Entries supplied –
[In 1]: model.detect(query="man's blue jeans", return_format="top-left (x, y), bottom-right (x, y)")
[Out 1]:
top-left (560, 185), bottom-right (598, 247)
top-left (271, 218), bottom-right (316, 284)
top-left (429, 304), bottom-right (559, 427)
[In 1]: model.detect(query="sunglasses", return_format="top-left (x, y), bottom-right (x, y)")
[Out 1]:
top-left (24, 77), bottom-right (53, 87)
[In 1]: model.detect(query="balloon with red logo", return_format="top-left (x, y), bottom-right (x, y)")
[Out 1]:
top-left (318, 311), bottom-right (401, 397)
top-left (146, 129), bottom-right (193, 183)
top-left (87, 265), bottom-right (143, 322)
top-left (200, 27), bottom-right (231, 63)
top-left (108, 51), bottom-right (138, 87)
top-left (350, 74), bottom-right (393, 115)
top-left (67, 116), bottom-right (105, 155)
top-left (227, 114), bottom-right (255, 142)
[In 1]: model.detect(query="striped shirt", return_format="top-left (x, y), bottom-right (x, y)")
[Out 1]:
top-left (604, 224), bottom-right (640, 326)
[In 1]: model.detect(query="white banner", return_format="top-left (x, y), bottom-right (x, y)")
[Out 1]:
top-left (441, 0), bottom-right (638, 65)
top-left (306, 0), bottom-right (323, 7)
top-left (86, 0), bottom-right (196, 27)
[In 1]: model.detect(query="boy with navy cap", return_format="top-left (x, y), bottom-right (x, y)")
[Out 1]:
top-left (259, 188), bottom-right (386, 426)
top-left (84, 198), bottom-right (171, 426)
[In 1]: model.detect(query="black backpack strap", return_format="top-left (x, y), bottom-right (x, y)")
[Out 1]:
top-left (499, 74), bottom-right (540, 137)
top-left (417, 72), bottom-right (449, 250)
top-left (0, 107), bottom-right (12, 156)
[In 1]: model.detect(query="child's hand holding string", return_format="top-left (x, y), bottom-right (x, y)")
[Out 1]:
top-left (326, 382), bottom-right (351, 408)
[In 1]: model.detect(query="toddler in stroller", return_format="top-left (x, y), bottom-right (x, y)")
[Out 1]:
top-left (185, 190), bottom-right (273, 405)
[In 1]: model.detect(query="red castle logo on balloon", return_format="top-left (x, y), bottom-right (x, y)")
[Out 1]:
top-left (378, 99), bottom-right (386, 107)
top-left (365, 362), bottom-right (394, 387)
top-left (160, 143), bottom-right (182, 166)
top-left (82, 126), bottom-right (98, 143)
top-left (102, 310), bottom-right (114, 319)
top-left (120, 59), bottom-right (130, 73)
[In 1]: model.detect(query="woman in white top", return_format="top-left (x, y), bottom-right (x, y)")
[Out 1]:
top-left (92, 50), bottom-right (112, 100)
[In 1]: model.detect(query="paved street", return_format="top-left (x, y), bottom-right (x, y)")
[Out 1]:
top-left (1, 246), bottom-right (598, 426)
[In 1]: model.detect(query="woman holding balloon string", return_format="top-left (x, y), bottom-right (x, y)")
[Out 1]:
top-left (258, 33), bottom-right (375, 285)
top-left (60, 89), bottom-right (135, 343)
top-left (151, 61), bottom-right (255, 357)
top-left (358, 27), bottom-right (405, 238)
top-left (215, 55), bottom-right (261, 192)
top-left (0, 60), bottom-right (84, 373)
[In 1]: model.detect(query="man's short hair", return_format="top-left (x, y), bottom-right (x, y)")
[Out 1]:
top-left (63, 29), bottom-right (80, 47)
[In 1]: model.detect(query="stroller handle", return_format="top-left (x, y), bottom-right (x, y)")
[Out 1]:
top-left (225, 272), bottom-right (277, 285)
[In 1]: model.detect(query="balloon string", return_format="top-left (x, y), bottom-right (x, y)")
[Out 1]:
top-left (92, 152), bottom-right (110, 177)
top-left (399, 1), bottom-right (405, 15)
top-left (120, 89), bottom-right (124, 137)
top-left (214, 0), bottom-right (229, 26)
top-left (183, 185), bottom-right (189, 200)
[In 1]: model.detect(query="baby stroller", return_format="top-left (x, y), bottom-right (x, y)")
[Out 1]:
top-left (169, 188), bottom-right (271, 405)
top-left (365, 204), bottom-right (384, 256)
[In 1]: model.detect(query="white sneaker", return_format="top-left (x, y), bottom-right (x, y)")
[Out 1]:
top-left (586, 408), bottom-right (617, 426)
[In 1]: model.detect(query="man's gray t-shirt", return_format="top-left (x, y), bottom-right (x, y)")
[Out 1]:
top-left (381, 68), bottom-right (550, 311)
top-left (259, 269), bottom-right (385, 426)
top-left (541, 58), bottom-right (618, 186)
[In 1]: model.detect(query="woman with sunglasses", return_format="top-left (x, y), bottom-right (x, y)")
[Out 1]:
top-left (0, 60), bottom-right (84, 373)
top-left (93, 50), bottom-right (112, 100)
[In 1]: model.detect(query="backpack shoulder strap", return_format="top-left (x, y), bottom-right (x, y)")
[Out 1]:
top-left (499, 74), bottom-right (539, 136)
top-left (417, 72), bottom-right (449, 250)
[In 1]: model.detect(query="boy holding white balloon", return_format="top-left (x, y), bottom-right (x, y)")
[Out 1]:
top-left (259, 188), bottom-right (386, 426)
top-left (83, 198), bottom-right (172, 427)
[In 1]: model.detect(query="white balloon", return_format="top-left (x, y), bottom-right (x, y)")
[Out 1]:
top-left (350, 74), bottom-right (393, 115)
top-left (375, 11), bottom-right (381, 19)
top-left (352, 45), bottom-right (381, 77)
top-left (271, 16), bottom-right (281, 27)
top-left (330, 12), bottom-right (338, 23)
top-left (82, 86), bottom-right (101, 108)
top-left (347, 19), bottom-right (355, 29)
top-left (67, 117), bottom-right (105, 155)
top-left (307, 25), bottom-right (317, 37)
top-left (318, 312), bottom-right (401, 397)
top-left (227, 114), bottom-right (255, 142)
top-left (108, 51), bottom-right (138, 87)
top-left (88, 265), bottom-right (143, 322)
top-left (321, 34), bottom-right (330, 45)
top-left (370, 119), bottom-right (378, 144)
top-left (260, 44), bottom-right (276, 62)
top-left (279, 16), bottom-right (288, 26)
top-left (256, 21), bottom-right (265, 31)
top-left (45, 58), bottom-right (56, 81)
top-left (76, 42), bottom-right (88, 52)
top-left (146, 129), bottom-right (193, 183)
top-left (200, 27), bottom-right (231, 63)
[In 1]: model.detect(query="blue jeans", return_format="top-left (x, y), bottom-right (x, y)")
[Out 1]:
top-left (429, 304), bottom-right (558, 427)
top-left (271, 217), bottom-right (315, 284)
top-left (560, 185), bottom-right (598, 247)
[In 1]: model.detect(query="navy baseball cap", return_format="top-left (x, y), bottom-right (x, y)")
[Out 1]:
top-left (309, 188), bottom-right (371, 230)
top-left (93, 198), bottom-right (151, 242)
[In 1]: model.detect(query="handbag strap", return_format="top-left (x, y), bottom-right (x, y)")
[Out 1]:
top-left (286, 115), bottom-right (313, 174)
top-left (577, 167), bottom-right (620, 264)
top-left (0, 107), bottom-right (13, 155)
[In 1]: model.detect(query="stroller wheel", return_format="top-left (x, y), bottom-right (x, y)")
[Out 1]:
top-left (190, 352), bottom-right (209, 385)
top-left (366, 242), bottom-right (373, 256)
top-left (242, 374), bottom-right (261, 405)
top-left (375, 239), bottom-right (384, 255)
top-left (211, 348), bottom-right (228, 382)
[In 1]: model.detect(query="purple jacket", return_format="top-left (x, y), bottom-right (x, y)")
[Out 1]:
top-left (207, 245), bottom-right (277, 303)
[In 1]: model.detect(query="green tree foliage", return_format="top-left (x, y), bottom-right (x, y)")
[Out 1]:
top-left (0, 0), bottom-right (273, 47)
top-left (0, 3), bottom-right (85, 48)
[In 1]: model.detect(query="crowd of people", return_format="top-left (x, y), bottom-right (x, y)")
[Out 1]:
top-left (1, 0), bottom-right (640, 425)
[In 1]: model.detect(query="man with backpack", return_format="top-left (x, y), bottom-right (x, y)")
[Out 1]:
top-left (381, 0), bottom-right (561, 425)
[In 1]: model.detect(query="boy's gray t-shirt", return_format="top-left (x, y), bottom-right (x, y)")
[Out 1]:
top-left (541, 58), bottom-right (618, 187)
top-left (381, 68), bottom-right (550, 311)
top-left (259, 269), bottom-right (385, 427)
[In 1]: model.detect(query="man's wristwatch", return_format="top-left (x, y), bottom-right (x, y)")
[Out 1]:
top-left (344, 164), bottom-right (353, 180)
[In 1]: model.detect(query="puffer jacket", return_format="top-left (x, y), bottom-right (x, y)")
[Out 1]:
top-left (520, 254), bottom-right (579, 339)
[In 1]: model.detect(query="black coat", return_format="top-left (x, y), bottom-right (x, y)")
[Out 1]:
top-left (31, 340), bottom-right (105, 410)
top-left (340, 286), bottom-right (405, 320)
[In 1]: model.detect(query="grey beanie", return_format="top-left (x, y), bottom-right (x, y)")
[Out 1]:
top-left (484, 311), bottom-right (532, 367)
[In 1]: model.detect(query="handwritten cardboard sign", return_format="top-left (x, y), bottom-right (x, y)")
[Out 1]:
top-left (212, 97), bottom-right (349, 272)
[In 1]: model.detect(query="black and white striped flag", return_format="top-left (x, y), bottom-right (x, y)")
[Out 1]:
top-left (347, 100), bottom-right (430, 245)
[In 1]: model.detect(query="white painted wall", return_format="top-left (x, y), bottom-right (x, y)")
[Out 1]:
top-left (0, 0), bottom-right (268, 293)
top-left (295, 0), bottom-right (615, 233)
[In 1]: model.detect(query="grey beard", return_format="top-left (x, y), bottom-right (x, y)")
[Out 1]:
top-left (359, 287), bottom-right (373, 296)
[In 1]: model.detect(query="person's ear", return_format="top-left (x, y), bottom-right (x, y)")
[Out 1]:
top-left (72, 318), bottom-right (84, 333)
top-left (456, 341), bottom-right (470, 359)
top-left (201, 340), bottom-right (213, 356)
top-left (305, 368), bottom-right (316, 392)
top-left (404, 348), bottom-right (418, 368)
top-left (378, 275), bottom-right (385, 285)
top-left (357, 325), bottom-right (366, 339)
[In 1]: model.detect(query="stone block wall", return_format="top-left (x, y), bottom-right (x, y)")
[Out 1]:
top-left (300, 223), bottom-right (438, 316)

What is expected – Copy out every line of the material above that contains the string "holding".

Solved problem –
[In 1]: model.detect(query="child's hand holding string", return_format="top-left (x, y), bottom-right (x, y)")
[In 1]: model.detect(query="woman holding balloon string", return_format="top-left (x, y), bottom-right (x, y)")
[In 1]: model.detect(query="boy holding white balloon", return_format="top-left (x, y), bottom-right (x, y)")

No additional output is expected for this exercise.